▶ **Check your understanding**
• a. List every day of the week that the journal entry names.
• b. Answer these questions from the journal entry:
(i) On what date did Frank pass?
(ii) How many days a week did Frank spend at the farm under the earlier schedule?
(iii) What did Frank develop at the end of 2013?
• c. In the journal entry, rewrite the paragraph that begins "Frank spent most of the last 3 months" as a short list, keeping its main facts.

▶ **Extract to read**
○ ○ ○ ○

Woke up feeling the enormity of the date. April 10, 2014
The 10th. One month ago, on March 10 Frank passed in the early morning hours. I still have not put his clothes away or thought what I will do with them, really. I know that will come. But not quite yet. I still like seeing his corner of my house just as he left it – somewhat messy, scattered, several things in plastic bags to protect them from moisture, and at least three books with bookmarks in them. He was always reading and usually more than 2 books at a time
I still find myself thinking and doing things as if he had not passed. He’ll probably be back and need this or that. He wouldn’t want me to change this – it’s how he likes it. I’d better get that large pan out of the sink to soak. For Frank. My mind jumps back to another morning and our negotiation about sharing my kitchen.
Frank spent most of the last 3 months of his life here at my house. Before that we had enjoyed the weekly schedule of him spending 3 days at the farm and 4 at my house with me. He would arrive on Saturday afternoon, we’d go to Papas for a late lunch or early dinner and then spend Sunday and Monday just doing as we pleased – mostly writing and discussing. Monday night, before dark, he would return to the farm to spend time with Volunteers. Thursdays we spent another day together – meeting at the feria and to do our weekly shopping and other errands in town. We’d again relax up at my place until time for him to return to the farm It was a schedule that worked so well for us until at the end of 2013 Frank developed a retinal tear in his right eye. Then everything changed.

○ ○ ○ ○

▶ **Available data**
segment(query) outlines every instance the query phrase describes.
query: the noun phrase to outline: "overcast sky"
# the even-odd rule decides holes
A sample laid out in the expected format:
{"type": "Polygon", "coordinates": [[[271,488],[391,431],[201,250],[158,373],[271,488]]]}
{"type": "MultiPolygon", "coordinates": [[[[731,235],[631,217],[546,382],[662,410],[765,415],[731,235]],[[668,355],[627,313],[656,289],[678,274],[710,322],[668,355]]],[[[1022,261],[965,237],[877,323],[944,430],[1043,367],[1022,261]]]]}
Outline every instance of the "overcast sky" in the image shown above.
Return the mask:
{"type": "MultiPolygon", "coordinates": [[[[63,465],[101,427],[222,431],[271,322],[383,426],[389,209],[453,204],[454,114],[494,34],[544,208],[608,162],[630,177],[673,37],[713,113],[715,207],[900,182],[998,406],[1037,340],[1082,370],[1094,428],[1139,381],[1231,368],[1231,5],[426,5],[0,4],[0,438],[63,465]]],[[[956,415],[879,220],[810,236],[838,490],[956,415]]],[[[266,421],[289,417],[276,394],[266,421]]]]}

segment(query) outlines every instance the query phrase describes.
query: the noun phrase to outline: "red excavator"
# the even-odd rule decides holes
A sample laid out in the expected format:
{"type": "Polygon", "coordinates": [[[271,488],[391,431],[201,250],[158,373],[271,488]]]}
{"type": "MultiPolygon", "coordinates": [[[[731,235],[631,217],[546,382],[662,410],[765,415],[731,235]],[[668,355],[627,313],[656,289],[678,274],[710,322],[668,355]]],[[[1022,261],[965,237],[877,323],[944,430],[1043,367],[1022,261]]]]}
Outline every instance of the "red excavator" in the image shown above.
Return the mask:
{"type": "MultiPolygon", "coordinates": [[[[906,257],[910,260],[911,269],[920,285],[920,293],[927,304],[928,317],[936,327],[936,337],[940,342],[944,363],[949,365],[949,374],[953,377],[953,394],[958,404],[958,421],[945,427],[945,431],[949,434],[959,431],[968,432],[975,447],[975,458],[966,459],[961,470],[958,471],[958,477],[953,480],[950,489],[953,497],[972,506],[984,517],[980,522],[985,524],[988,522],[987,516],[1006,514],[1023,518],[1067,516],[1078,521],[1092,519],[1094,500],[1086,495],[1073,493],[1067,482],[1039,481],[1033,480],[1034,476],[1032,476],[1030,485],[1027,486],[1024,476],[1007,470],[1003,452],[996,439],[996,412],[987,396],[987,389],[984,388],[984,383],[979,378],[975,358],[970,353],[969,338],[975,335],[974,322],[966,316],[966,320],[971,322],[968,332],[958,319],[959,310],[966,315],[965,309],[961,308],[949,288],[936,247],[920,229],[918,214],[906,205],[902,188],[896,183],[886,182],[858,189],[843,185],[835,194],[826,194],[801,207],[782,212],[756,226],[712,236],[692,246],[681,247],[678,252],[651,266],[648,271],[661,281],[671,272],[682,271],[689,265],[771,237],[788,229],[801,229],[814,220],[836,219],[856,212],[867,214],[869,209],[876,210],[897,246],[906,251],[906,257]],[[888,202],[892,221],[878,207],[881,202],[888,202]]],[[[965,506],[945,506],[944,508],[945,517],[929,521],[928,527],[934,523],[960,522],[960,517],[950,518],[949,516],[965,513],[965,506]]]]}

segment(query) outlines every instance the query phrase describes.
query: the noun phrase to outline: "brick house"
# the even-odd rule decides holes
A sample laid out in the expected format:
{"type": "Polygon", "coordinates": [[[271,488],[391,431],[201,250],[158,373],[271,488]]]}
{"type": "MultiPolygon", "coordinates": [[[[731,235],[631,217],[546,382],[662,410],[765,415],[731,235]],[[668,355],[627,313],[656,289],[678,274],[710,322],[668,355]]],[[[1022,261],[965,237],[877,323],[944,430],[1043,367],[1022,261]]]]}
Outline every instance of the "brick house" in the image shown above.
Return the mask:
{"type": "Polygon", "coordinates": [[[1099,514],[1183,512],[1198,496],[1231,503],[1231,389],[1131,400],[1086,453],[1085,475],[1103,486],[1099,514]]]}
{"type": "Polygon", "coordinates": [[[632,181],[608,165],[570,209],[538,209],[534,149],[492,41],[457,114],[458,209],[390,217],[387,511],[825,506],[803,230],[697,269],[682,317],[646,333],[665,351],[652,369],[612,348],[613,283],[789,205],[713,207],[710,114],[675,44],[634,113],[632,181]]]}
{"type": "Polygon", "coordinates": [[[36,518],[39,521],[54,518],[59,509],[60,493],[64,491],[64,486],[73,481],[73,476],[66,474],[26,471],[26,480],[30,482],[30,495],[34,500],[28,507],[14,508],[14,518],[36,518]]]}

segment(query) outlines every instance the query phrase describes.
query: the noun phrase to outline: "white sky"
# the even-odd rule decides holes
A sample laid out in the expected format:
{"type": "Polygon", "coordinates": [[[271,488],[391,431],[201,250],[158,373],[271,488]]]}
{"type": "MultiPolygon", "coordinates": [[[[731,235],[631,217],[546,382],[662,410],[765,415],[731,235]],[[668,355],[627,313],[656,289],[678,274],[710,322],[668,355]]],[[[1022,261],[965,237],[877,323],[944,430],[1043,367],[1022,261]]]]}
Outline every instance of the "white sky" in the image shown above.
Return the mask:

○ ○ ○ ○

▶ **Solutions to the exercise**
• a. Saturday, Sunday, Monday, Thursday

• b.
(i) March 10
(ii) Three days
(iii) A retinal tear in his right eye

• c.
- Frank spent most of the last 3 months of his life at the writer's house.
- Before that, he spent 3 days a week at the farm and 4 at the writer's house.
- He arrived on Saturday afternoon, and they went to Papas for a late lunch or early dinner.
- Sunday and Monday were spent doing as they pleased, mostly writing and discussing.
- Monday night, before dark, he returned to the farm to spend time with Volunteers.
- On Thursdays they met at the feria, did the weekly shopping and other errands in town, and relaxed at the writer's place until he went back to the farm.
- The schedule ended when Frank developed a retinal tear in his right eye at the end of 2013, and everything changed.